** WHAT IS REQUIRED **
Please copy all the records below, switching each "Points" to "Locations" and leaving everything else unchanged.

** RECORD LIST **
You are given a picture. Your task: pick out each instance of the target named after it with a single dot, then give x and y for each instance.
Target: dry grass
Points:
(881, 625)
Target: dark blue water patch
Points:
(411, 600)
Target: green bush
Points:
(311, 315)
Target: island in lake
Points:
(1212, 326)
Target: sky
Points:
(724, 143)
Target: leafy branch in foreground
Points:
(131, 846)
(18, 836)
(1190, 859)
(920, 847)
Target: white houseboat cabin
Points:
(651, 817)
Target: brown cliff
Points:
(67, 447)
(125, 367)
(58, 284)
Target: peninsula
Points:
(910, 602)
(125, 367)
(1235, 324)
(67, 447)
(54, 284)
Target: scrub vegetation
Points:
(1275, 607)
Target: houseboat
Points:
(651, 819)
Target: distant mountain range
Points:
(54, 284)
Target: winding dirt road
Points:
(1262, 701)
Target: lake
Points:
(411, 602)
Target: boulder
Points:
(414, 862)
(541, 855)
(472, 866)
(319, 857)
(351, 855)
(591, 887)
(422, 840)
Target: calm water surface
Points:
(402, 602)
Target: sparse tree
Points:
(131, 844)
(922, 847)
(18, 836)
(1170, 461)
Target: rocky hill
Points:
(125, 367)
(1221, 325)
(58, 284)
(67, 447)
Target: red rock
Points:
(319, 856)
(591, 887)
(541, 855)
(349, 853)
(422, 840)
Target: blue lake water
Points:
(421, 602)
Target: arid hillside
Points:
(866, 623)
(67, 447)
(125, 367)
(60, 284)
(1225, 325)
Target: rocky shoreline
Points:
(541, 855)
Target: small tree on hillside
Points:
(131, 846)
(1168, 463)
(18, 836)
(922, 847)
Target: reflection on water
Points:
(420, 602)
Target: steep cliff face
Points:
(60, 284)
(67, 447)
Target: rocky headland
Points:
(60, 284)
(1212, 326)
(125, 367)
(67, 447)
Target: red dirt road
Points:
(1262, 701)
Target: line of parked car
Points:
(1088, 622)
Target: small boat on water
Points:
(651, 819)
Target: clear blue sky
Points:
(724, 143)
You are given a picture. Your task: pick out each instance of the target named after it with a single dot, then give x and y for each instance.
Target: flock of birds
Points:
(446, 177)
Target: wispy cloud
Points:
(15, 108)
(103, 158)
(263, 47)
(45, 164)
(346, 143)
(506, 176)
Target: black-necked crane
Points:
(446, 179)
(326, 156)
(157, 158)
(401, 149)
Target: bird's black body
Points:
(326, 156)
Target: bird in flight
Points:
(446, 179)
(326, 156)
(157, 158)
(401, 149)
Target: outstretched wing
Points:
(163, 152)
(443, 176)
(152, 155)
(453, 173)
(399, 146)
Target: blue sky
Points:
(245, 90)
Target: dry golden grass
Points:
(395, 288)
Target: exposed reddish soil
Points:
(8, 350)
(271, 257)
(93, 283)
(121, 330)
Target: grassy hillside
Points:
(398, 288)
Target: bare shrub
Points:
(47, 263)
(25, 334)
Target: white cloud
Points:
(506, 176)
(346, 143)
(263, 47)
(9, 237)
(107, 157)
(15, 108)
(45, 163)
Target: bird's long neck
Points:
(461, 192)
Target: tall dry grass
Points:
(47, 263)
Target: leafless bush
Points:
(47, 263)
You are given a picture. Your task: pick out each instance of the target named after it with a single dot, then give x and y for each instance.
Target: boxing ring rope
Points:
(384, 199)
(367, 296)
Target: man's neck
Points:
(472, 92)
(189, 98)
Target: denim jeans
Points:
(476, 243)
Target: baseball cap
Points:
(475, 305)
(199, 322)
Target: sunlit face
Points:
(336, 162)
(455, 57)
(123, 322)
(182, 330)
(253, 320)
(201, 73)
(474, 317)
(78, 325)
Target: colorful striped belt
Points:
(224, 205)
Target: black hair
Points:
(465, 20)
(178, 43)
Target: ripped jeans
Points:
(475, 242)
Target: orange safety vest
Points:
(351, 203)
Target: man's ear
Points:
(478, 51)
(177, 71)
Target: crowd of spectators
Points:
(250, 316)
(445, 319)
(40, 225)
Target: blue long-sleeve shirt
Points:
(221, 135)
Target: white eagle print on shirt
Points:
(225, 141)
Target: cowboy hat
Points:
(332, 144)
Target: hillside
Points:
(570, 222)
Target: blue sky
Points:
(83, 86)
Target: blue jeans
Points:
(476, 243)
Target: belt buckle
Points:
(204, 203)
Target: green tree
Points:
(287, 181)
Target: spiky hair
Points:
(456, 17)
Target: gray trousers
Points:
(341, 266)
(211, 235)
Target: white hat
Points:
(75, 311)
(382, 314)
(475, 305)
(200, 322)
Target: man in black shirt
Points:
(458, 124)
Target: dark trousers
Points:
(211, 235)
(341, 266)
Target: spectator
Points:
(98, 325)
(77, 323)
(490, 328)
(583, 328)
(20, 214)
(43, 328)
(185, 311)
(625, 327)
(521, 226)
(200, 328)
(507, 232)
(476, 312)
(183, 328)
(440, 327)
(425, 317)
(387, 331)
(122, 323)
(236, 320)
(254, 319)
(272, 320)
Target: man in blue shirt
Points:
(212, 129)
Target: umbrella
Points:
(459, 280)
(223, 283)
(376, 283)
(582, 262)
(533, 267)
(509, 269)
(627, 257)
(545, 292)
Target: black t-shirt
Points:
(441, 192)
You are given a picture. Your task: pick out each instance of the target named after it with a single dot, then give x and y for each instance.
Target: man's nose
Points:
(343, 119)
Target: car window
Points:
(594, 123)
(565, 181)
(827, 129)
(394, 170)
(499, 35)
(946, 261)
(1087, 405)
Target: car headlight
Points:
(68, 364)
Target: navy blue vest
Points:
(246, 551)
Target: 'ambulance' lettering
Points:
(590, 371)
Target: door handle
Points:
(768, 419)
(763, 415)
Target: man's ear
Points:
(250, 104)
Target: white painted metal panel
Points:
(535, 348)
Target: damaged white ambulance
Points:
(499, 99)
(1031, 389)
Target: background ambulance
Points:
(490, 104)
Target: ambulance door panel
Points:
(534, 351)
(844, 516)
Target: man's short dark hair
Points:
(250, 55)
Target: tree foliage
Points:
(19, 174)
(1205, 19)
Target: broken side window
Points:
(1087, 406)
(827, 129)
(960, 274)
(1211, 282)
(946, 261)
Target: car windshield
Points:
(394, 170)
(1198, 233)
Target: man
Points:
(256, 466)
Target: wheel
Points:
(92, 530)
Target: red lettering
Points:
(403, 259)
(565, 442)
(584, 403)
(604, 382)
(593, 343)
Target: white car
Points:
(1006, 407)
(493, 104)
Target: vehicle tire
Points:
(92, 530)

** WRITTEN SOLUTION **
You are given a picture. Your task: pick out each instance of the target named after it with a single dot, then give x and y for each instance.
Target: dry grass
Locations:
(881, 625)
Target: dark blue water patch
Locations:
(411, 600)
Target: green bush
Locations:
(311, 315)
Target: island in lake
Locations:
(1212, 326)
Target: sky
Locations:
(724, 143)
Target: leafy branch in foreground
Locations:
(131, 846)
(18, 836)
(1190, 859)
(920, 847)
Target: white houseboat cabin
Locations:
(651, 817)
Target: brown cliff
Locations:
(67, 447)
(125, 367)
(58, 284)
Target: peninsula
Locations:
(910, 602)
(125, 367)
(1235, 324)
(67, 447)
(54, 284)
Target: scrub vegetation
Locations:
(1275, 607)
Target: houseboat
Locations:
(651, 819)
Target: distant mountain range
Locations:
(54, 284)
Target: winding dirt road
Locations:
(1262, 701)
Target: lake
Locations:
(411, 602)
Target: boulder
Locations:
(414, 862)
(541, 855)
(472, 866)
(319, 857)
(351, 855)
(591, 887)
(422, 840)
Target: calm water surface
Locations:
(402, 602)
Target: sparse tree
Locations:
(131, 844)
(922, 847)
(18, 836)
(1170, 461)
Target: rocky hill
Locations:
(125, 367)
(1221, 325)
(58, 284)
(67, 447)
Target: red rock
Locations:
(319, 856)
(591, 887)
(541, 855)
(349, 853)
(422, 840)
Target: blue lake water
Locations:
(421, 602)
Target: arid hillside
Locations:
(866, 623)
(67, 447)
(125, 367)
(60, 284)
(1225, 325)
Target: rocky shoreline
Locations:
(541, 855)
Target: small tree on hillside
Locations:
(131, 846)
(1168, 463)
(18, 836)
(922, 847)
Target: reflection on water
Locations:
(420, 602)
Target: steep cliff face
Locations:
(60, 284)
(67, 447)
Target: rocky headland
Locations:
(60, 284)
(1212, 326)
(125, 367)
(67, 447)
Target: red dirt road
Locations:
(1262, 701)
Target: line of parked car
Locations:
(1088, 622)
Target: small boat on water
Locations:
(651, 819)
Target: clear blue sky
Locations:
(724, 143)
You are given a picture. Your task: pick out each instance of the target named after it with a single dot, then give x and y for each instance.
Target: flock of birds
Locations:
(446, 177)
Target: wispy cloud
Locations:
(15, 108)
(103, 158)
(263, 47)
(45, 164)
(346, 143)
(506, 176)
Target: black-necked crane
Locations:
(446, 179)
(326, 156)
(157, 158)
(401, 149)
Target: bird's black body
Locations:
(326, 156)
Target: bird in flight
Locations:
(446, 179)
(326, 156)
(157, 158)
(401, 149)
Target: outstretched wing
Locations:
(163, 152)
(443, 176)
(152, 155)
(453, 173)
(399, 146)
Target: blue sky
Locations:
(245, 90)
Target: dry golden grass
Locations:
(395, 288)
Target: exposed reddish soil
Locations:
(8, 350)
(271, 257)
(93, 283)
(121, 330)
Target: grassy hillside
Locations:
(398, 288)
Target: bare shrub
Locations:
(47, 263)
(25, 334)
Target: white cloud
Locations:
(506, 176)
(346, 143)
(263, 47)
(9, 237)
(107, 157)
(15, 108)
(45, 163)
Target: bird's long neck
Locations:
(461, 192)
Target: tall dry grass
Locations:
(47, 263)
Target: leafless bush
Locations:
(47, 263)
You are given a picture. Your task: pick out each instance of the target named after it with a single dot, then give x and y for each instance.
Target: boxing ring rope
Locations:
(384, 199)
(367, 296)
Target: man's neck
Locations:
(472, 92)
(189, 98)
Target: denim jeans
Locations:
(476, 243)
Target: baseball cap
Locations:
(475, 305)
(199, 322)
Target: sunlit face
Locations:
(336, 162)
(455, 57)
(123, 322)
(182, 330)
(253, 320)
(201, 73)
(474, 317)
(78, 325)
Target: colorful striped belt
Locations:
(224, 205)
Target: black hair
Locations:
(465, 20)
(178, 43)
Target: ripped jeans
Locations:
(475, 242)
Target: orange safety vest
Locations:
(351, 203)
Target: man's ear
Locations:
(478, 51)
(177, 71)
Target: crowd of spectators
Locations:
(250, 316)
(445, 319)
(40, 225)
Target: blue long-sleeve shirt
Locations:
(221, 135)
Target: white eagle print on shirt
Locations:
(225, 141)
Target: cowboy hat
Locations:
(332, 144)
Target: hillside
Locations:
(570, 222)
Target: blue sky
Locations:
(83, 86)
Target: blue jeans
Locations:
(476, 243)
Target: belt buckle
Locations:
(204, 203)
Target: green tree
Locations:
(287, 181)
Target: spiky hair
Locations:
(456, 17)
Target: gray trousers
Locations:
(341, 266)
(211, 235)
Target: white hat
Locations:
(75, 311)
(382, 314)
(475, 305)
(200, 322)
Target: man in black shirt
Locations:
(458, 124)
Target: dark trousers
Locations:
(211, 235)
(341, 266)
Target: spectator
Locations:
(98, 325)
(77, 323)
(490, 328)
(583, 328)
(20, 214)
(43, 328)
(185, 311)
(625, 327)
(521, 226)
(200, 328)
(507, 232)
(476, 312)
(183, 328)
(440, 327)
(425, 317)
(387, 331)
(122, 323)
(236, 320)
(254, 319)
(272, 320)
Target: man in blue shirt
Locations:
(212, 129)
Target: umbrella
Locations:
(459, 280)
(223, 283)
(376, 283)
(582, 262)
(533, 267)
(509, 269)
(627, 257)
(545, 292)
Target: black t-shirt
Locations:
(441, 192)
You are given a picture. Your task: pick out each instance of the target named after it with a single dot, then give x and y for each instance.
Target: man's nose
Locations:
(343, 119)
Target: car window
Locations:
(594, 123)
(565, 181)
(827, 129)
(394, 170)
(499, 35)
(946, 261)
(1087, 405)
Target: car headlight
Locations:
(68, 364)
Target: navy blue vest
Locations:
(246, 551)
Target: 'ambulance' lettering
Locations:
(590, 371)
Target: door handle
Locations:
(768, 419)
(763, 415)
Target: man's ear
Locations:
(250, 104)
Target: white painted metal panel
Locations:
(535, 348)
Target: damaged white ambulance
Locations:
(499, 99)
(1031, 389)
Target: background ambulance
Locations:
(490, 104)
Target: ambulance door panel
Locations:
(534, 351)
(844, 516)
Target: man's short dark hair
Locations:
(250, 55)
Target: tree foliage
Locations:
(19, 174)
(1205, 19)
Target: broken side window
Locations:
(1087, 406)
(827, 129)
(960, 274)
(1211, 282)
(946, 261)
Target: car windshield
Locations:
(394, 170)
(1198, 233)
Target: man
Locations:
(256, 466)
Target: wheel
Locations:
(92, 530)
Target: red lettering
Locations:
(403, 259)
(565, 442)
(584, 403)
(604, 382)
(593, 343)
Target: white car
Locations:
(1006, 407)
(493, 104)
Target: vehicle tire
Locations:
(92, 530)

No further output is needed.